++++ ENTRIES SUPPLIED ++++
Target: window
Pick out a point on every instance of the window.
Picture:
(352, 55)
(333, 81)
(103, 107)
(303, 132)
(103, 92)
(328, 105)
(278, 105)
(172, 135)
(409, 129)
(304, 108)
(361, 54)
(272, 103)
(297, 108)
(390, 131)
++++
### AIM OF THE TASK:
Please make an exact copy of each record.

### RESPONSE BELOW:
Target: window
Pick out a point on every instance of the window.
Picture:
(352, 55)
(333, 81)
(103, 107)
(303, 132)
(103, 92)
(328, 105)
(278, 105)
(172, 135)
(409, 129)
(304, 108)
(361, 54)
(272, 103)
(297, 108)
(390, 131)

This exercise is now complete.